**Data**
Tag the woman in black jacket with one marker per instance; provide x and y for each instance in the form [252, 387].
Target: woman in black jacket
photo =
...
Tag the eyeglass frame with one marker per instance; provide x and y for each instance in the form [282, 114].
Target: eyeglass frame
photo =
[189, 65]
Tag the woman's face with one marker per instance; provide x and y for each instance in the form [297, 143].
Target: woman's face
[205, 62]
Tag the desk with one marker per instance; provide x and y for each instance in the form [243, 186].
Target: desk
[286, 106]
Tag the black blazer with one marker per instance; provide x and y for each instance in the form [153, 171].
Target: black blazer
* * *
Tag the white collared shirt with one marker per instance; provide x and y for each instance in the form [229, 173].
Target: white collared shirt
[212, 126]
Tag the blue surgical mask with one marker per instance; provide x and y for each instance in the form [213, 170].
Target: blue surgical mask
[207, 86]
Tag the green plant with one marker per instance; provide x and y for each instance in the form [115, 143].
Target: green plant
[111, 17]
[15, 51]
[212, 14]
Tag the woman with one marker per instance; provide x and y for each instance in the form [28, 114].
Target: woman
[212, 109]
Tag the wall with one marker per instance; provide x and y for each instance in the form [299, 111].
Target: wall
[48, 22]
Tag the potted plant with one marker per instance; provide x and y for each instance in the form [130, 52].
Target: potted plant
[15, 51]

**Exercise directions**
Could you find each line in the entries that contains the string "frame" and copy it?

**Exercise solution**
Tag the eyeglass frame with one marker per instance; provide x and y for each instance in the form [282, 114].
Target: eyeglass frame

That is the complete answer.